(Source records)
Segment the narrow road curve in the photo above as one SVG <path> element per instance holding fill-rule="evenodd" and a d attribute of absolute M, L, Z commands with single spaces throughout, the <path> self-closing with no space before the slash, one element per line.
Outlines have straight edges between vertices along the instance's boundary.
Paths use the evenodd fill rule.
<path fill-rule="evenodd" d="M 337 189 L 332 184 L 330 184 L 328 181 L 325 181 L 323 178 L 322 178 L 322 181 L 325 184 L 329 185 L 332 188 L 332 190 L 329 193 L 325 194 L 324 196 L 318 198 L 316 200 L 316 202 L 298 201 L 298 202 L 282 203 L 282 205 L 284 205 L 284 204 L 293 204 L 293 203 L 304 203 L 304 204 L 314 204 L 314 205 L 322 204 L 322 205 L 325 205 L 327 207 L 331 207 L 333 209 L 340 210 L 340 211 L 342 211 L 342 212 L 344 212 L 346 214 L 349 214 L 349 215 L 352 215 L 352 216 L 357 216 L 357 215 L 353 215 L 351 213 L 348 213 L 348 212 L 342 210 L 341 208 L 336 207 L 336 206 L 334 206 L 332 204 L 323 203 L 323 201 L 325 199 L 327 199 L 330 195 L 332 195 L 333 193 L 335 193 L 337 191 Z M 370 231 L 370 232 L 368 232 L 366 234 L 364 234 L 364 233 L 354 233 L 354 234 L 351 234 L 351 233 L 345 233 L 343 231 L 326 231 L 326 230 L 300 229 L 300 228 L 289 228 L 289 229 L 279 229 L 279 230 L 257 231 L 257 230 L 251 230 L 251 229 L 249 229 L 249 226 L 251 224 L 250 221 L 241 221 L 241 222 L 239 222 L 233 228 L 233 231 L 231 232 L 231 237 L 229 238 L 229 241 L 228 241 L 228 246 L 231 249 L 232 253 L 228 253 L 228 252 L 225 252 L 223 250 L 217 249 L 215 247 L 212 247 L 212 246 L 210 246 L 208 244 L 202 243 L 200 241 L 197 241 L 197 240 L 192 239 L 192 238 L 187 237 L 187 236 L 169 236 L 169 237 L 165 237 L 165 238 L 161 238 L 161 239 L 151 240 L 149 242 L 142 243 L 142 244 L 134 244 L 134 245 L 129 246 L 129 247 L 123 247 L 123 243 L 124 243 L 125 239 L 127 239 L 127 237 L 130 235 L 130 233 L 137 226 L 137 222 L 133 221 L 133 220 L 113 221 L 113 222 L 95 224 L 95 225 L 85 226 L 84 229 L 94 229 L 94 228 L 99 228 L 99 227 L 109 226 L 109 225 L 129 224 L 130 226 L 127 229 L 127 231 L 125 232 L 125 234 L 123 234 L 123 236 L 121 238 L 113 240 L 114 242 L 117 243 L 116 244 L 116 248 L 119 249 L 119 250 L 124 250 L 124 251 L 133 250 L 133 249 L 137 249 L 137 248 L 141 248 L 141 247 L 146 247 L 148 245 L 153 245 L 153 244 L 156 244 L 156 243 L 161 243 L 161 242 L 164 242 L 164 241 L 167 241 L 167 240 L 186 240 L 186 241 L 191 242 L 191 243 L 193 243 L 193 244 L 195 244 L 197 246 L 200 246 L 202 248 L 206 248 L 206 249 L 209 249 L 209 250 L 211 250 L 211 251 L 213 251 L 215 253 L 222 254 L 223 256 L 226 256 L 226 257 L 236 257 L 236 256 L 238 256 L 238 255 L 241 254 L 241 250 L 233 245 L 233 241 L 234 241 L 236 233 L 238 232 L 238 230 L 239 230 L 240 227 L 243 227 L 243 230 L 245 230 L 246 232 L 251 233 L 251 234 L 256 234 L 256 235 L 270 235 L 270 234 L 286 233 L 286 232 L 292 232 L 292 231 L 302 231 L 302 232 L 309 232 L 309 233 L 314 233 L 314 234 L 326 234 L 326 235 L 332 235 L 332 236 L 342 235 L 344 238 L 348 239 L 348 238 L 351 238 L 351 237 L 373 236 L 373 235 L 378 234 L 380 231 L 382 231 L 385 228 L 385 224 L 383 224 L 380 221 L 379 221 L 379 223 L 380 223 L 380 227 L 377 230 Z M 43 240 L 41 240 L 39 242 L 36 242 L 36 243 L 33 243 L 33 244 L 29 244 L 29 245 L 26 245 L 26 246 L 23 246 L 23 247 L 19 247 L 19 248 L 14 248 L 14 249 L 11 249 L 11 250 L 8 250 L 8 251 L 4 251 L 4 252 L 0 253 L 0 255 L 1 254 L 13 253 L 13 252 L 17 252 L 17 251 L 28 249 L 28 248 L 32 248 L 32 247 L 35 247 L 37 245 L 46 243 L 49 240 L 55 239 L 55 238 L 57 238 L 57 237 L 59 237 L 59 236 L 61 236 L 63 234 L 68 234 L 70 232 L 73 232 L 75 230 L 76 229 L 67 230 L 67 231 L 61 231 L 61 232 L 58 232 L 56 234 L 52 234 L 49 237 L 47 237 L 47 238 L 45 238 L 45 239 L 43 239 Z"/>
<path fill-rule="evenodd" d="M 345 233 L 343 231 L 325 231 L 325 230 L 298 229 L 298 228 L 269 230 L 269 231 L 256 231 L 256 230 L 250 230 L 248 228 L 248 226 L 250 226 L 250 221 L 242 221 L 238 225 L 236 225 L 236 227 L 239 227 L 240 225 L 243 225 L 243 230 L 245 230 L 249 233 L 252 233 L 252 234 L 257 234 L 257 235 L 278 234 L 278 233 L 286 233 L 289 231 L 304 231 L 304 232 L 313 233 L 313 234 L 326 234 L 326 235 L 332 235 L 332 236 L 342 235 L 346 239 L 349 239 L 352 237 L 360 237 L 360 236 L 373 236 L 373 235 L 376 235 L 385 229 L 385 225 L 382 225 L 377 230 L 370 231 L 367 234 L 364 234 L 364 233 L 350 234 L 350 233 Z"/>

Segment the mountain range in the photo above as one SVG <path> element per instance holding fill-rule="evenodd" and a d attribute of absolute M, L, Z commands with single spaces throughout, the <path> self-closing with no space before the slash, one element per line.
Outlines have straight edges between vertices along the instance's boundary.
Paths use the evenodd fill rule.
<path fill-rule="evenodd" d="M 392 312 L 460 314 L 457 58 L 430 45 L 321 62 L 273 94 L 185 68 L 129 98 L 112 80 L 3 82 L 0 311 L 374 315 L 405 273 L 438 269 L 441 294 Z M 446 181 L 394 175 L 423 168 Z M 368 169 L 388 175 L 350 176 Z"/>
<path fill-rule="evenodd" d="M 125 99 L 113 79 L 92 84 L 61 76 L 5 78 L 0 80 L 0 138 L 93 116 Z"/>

EXERCISE GOAL> Word for word, return the lines from the one holding "Segment the mountain" through the end of the entries above.

EXERCISE RESPONSE>
Segment the mountain range in the photo above as one SVG <path> element per instance holding fill-rule="evenodd" and a d attribute of absolute M, L, Z commands with single spaces throughout, the <path> self-closing with no space before the slash, one element per line.
Outlines have straight edges between vertices along the instance's boundary.
Paths use the evenodd fill rule.
<path fill-rule="evenodd" d="M 392 312 L 460 314 L 457 58 L 430 45 L 321 62 L 273 94 L 185 68 L 129 98 L 112 80 L 3 82 L 0 311 L 374 315 L 405 273 L 438 269 L 441 294 Z M 446 181 L 394 175 L 423 168 Z M 368 169 L 388 175 L 350 176 Z"/>
<path fill-rule="evenodd" d="M 125 99 L 113 79 L 92 84 L 61 76 L 5 78 L 0 80 L 0 138 L 93 116 Z"/>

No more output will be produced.